+++ DATA LISTING +++

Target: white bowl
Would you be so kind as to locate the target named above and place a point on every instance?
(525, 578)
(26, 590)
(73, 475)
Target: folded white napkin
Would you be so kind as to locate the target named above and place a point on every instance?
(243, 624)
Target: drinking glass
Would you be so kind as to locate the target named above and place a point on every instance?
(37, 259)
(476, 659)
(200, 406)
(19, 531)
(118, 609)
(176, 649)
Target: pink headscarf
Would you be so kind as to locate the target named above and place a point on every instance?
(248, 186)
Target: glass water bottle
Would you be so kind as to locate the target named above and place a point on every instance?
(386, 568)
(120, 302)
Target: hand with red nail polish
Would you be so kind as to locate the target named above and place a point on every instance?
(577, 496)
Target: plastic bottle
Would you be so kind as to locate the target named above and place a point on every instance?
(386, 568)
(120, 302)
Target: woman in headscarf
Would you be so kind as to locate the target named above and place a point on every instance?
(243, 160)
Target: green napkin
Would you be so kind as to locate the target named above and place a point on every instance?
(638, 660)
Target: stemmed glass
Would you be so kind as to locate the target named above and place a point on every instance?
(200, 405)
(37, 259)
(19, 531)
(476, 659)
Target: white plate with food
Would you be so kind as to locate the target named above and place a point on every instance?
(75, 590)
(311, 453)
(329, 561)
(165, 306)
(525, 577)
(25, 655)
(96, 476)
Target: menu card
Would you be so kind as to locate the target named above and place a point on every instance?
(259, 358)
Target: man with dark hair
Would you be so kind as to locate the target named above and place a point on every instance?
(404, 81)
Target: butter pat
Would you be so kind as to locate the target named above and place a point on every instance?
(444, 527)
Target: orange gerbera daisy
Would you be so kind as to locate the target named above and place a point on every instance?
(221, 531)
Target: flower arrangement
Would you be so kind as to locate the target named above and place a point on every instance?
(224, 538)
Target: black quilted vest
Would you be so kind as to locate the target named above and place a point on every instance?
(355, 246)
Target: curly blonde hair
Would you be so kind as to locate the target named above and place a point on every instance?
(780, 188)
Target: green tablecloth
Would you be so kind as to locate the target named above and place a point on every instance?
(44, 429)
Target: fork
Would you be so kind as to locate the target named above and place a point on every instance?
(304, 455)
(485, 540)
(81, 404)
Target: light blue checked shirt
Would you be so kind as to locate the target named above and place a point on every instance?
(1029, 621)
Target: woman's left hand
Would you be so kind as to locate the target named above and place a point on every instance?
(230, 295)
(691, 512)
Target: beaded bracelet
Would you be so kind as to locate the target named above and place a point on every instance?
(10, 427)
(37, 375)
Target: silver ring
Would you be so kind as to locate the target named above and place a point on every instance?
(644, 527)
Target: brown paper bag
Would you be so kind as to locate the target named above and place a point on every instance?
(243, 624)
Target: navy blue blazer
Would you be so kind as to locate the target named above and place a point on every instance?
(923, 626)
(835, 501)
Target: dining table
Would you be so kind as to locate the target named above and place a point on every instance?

+++

* WHAT IS EXPECTED *
Print the records once more, exactly as they were given.

* THE OUTPUT *
Target: white bowl
Would you be so kind as to locate the target named above and place a point on every instance?
(525, 578)
(26, 590)
(73, 475)
Target: folded white napkin
Would you be so kind as to locate the target named above and place a point on every instance?
(243, 624)
Target: drinking glass
Would you be so kind as to locate the target named above and place a point on every instance?
(37, 259)
(476, 659)
(200, 406)
(19, 531)
(118, 609)
(176, 649)
Target: pink headscarf
Would you be so kind as to locate the target named above and place a point on every instance?
(248, 186)
Target: glass water bottle
Would you be so kind as to locate the target named above and place a point on every instance?
(386, 568)
(120, 302)
Target: hand with red nail polish
Would you be so kind as to locate the target named above and place a point on every instance?
(577, 496)
Target: plastic bottle
Would you be so kind as to locate the target named above and place a point on every instance?
(386, 568)
(120, 302)
Target: woman in headscarf
Would you be so kind as to locate the target named above and place a point on every instance?
(243, 160)
Target: green napkin
Would you be so kind as to locate the target named above and place a point on every instance?
(638, 660)
Target: stemmed glass
Would you be so kind as to locate the target named above and place a point on every instance?
(200, 405)
(37, 259)
(19, 531)
(476, 659)
Target: white plate with food
Would you be so kind as to locate the target named above and place a point on every instance?
(75, 590)
(311, 453)
(329, 561)
(165, 306)
(525, 577)
(25, 655)
(96, 476)
Target: menu card
Would you be so kind as to locate the target named above and place a point on every instance?
(259, 358)
Target: man with dark hair
Would you be so kind as to locate the target named above and place a point on every instance?
(404, 81)
Target: butter pat
Would you be so kind as to locate the target named above and place a point on every instance?
(444, 527)
Target: orange gerbera daisy
Would you be so kind as to locate the target named above and place a point on every instance?
(221, 531)
Target: flower arrangement
Would you be so kind as to locate the target named above and place a point on every instance?
(224, 538)
Target: black quilted vest
Would you be so kind as to locate the target named above and place a point on every instance?
(355, 246)
Target: curly blonde hair
Would you be so kind as to locate the target named above and place a point on every instance?
(780, 188)
Target: green tablecloth
Would you be so kind as to locate the target named above and place a point on every instance?
(44, 429)
Target: fork
Would you be so kind as to locate the target named above and place a point on every instance?
(304, 455)
(485, 540)
(81, 404)
Target: light blue checked shirt
Would you be so kind as to locate the target named above and place a point on every instance?
(1029, 621)
Target: woman's left hand
Would you be so kind as to locate the target named above and place a point on every instance?
(230, 295)
(691, 512)
Target: beaded bracelet
Would you be so kind as to locate the target named above and place a point on every instance?
(10, 427)
(37, 375)
Target: silver ring
Would you be so kind as to locate the target named above and place a point on every instance?
(644, 527)
Target: brown paper bag
Would you be so kind as to locate the target named above and place a point on every instance?
(243, 624)
Target: navy blue blazer
Would you be so kind as to locate the target named above and place a point on every instance?
(923, 626)
(835, 501)
Target: dining table
Would you be so kind as to locate the target named above and place a point on every instance?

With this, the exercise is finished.